LIST OF TASKS:
a) How many lines in the listing below contain the string "lens"? Reply with the number alone.
b) Proceed with the excerpt on overtime exemptions below, picking up right after its last sentence.

EXCERPT:

◇ ◇ ◇ ◇ ◇ ◇ ◇

Federal and state overtime law are quite fact specific. Failure to comply can lead to expensive administrative and court proceedings. The statutes of limitations – that is, the look back periods the agencies and the courts may consider in calculating overtime pay deficiencies – are two years under federal law (three years if a willful violation is found), but are six years under New York State law. And both federal and state laws provide for liquidated (double) damages and for an employer to pay the legal fees of a successful plaintiff’s lawyer. Moreover, class and collective actions abound. In short, stay current on what you need to know and consult with employment counsel as needed and whenever in doubt; or be prepared to endure exceedingly painful, protracted and costly legal consequences.
Credit: Evan J. Spelfogel
One of the most costly mistakes a fashion business can make is to misclassify an employee as overtime exempt regardless of the employee’s duties and functions. That creates the risk of substantial liability under both federal and state law.
The Federal Fair Labor Standards Act provides for several basic overtime exemptions. These include the executive, professional and administrative exemptions and are commonly referred to as “white collar” exemptions.
To be exempt from overtime pay, an employee must be paid a fixed salary regardless of hours worked of at least $455 per week ($23,660 per year) under federal law, and more than twice that amount under New York State Labor Law, and must have duties and functions that fall within the applicable duties test.
Executive Exemption Duties Requirements
To qualify as an exempt executive (high-level manager), an employee’s primary duties must relate to managing a business or a department within a business. The employee must regularly supervise at least two full-time employees or the equivalent in part-time employees, and must have the authority to hire, fire and discipline employees, or effectively to recommend such action. Secondary tests include interviewing and training employees, and assigning and directing their work. Typically, this exemption would attach to store and departmental managers.

◇ ◇ ◇ ◇ ◇ ◇ ◇

Point labeling data based on photos:
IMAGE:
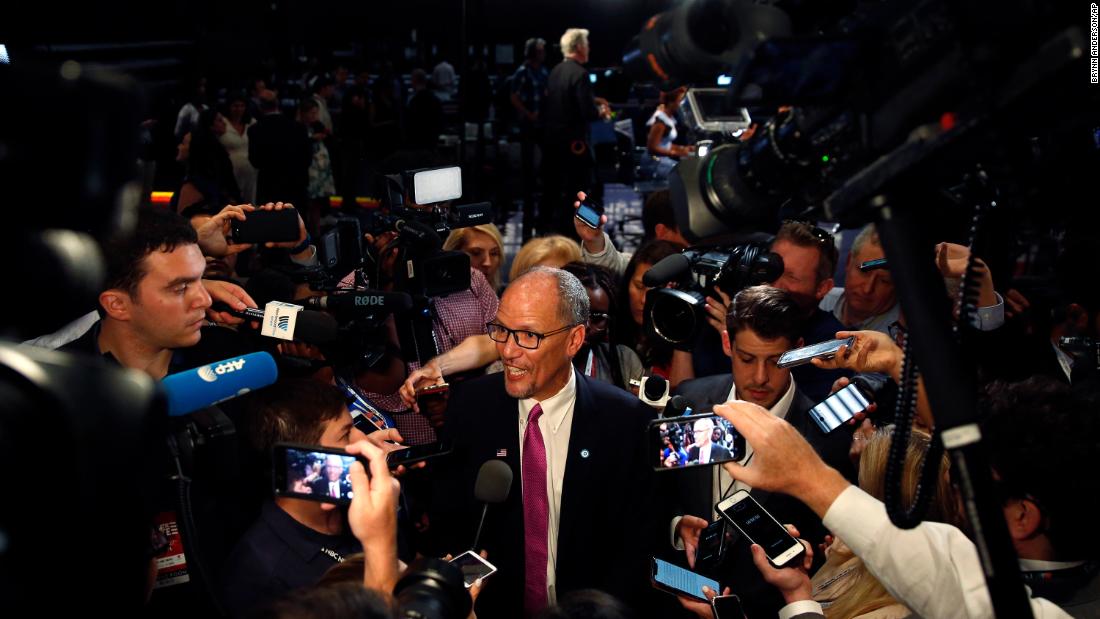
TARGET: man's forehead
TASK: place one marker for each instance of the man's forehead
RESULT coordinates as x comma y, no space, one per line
748,341
184,261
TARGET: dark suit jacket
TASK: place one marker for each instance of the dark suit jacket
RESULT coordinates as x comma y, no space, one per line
320,486
605,503
281,151
694,495
717,452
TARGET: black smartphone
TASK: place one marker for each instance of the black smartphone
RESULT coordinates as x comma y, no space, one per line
473,567
266,227
727,607
675,579
416,453
761,528
823,350
589,214
712,545
838,408
312,473
695,440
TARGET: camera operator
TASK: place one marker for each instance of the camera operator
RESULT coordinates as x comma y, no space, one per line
570,106
454,319
810,257
867,300
932,568
762,323
154,304
658,221
295,541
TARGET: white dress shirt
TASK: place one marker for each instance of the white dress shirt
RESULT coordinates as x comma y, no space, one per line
933,568
556,424
719,479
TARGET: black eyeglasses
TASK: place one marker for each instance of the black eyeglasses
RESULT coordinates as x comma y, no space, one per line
528,340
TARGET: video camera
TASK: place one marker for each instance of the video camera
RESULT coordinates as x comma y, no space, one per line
677,314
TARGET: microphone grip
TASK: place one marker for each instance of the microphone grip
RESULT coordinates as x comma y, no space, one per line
252,313
480,524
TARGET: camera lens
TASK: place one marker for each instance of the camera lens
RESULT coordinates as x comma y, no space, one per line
432,588
675,316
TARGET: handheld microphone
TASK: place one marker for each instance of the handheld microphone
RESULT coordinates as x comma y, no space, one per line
363,302
493,485
667,269
208,385
286,321
655,391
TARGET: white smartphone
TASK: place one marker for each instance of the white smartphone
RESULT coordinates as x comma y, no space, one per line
760,528
473,567
823,350
838,408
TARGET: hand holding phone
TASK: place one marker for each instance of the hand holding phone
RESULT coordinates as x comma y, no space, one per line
677,581
266,227
760,528
431,401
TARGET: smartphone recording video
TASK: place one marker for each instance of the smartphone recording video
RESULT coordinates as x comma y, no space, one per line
697,440
312,473
838,408
802,356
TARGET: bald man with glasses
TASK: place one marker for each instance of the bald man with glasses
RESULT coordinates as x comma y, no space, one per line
576,449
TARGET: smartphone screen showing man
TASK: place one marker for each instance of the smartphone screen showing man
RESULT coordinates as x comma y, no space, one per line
697,440
312,473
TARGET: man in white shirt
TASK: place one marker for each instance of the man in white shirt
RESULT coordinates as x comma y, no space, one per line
933,568
762,323
579,509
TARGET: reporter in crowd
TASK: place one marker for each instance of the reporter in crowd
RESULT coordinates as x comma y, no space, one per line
762,323
932,568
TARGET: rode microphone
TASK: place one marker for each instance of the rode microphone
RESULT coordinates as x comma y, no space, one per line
208,385
286,321
655,391
493,485
364,302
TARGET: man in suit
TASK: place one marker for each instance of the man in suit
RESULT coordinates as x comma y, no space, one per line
762,323
281,151
705,450
576,515
334,483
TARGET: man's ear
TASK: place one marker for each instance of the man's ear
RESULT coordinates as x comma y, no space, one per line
117,304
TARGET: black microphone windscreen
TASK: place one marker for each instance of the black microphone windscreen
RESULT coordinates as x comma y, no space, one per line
494,482
669,268
677,406
656,387
315,328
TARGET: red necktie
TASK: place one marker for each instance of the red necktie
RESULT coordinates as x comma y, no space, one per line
536,514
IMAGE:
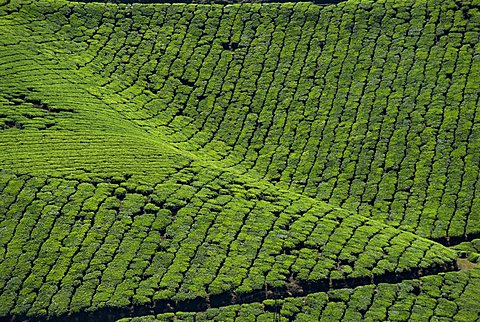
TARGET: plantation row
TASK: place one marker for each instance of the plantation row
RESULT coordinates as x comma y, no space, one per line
72,245
160,158
369,107
449,297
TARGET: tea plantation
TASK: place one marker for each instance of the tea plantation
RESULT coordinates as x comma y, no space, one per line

◇ ◇ ◇ ◇ ◇ ◇ ◇

EXPECTED ANSWERS:
a) 2

b)
Administrative Exemption Duties Requirements
To qualify as an exempt administrative employee, the employee’s primary duties must consist of the performance of office or non-manual work directly related to management policies or general business operations, including customarily and regularly exercising discretion and independent judgment involving the comparison and evaluation of alternative courses of conduct and making decisions, after consideration of the various possibilities, free from immediate direction or supervision.
Duties may relate to taxes, finance, accounting, budgeting, auditing, insurance, quality control, purchasing, procurement, advertising, marketing, research, safety and health, personnel management, human resources, employee benefits, labor relations, public relations, government relations, computer network, internet and database administration, and legal and regulatory compliance.
Factors may include whether the employee formulates, affects, interprets, or implements policies or practices, whether the employee may commit the employer in matters having significant financial impact, and whether the employee has authority to waive or deviate from established company policies and procedures without prior approval.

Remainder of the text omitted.